Start of EXERCISE TEXT

Delhi and its similarity to Mars

Sorry- I faked you out. I really thought I was done with the India blog!

A friend asked what I would be doing for New Year’s Eve, quipping “Mars?”. I actually thought it would be a pretty tame day, preparing for the long flight home. But then…May came down with a head cold and wanted nothing more than to lie around with a steamer directly below her nose. I left her under the watchful eye of Shukla, the proprietor of Lutyens Bungalow where we are staying. She is a wonderful human being and I knew she would keep a loving grandmotherly eye on May. Apparently she personally sat beside May at lunchtime, placing her in a sunny spot and reminding her periodically to keep eating because a cold must be fed. May had to hide some of her food in her pocket because she couldn’t eat any more and didn’t want to disappoint Shukla.

End of EXERCISE TEXT

REQUIRED ACTIONS
- 1) Reproduce the part of the Delhi post starting with "A friend asked" and going on through "to disappoint Shukla.".
- 2) Answer these questions using the Delhi post:
(a) Who is the proprietor of Lutyens Bungalow?
(b) What word did the friend quip when asking about New Year's Eve plans?
(c) What did May put in her pocket at lunch?
- 3) Continue the Delhi post from where it stops.
The records were taken from a separate source.

Start of EXTRACTED RECORDS

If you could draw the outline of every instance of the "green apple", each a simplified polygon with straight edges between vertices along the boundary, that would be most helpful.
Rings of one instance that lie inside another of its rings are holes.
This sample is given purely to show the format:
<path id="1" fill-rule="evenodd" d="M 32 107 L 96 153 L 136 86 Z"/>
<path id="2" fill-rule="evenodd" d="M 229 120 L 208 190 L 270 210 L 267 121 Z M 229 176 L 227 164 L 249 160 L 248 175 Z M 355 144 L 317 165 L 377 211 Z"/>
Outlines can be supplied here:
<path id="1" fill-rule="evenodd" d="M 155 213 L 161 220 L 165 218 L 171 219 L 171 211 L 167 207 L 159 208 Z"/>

End of EXTRACTED RECORDS

OUTPUTS FOR THE TASKS
- 1)
A friend asked what I would be doing for New Year’s Eve, quipping “Mars?”. I actually thought it would be a pretty tame day, preparing for the long flight home. But then…May came down with a head cold and wanted nothing more than to lie around with a steamer directly below her nose. I left her under the watchful eye of Shukla, the proprietor of Lutyens Bungalow where we are staying. She is a wonderful human being and I knew she would keep a loving grandmotherly eye on May. Apparently she personally sat beside May at lunchtime, placing her in a sunny spot and reminding her periodically to keep eating because a cold must be fed. May had to hide some of her food in her pocket because she couldn’t eat any more and didn’t want to disappoint Shukla.

- 2)
(a) Shukla.
(b) "Mars?"
(c) Some of her food.

- 3)
And since May needed space and time to rest, my friend Lalit took me on the high speed whirlwind seven hour tour of historic sites in Old Delhi (seven hours barely scratched the surface but it was SPECTACULAR). It truly was like visiting another planet it was so foreign in smells, customs, pace, and atmosphere.



Foreigners are required to wear a suitable cover-up (aka hospital gown) at mosques because of our revealing baggy outdoor clothing, and curiously enough they charge extra for us to have this privilege. Anyone who looks local doesn’t have to wear one. Hmmmmm….

Lalit. He grew up in Delhi, knows all the best places, and walks even faster than I do. 



Because of my hospital gown, the security guard in the mosque knew I was a foreigner and insisted on taking several photos of me in the restricted area he had recently kicked several other local people out of. Thank you, sir. Kind of. I got to look silly while getting glares from strangers! Yay!

This is the maharaja’s water cistern, where he would come during summer months to cool off and watch performances. Apparently, the little alcoves and side platforms were for the dancing girls.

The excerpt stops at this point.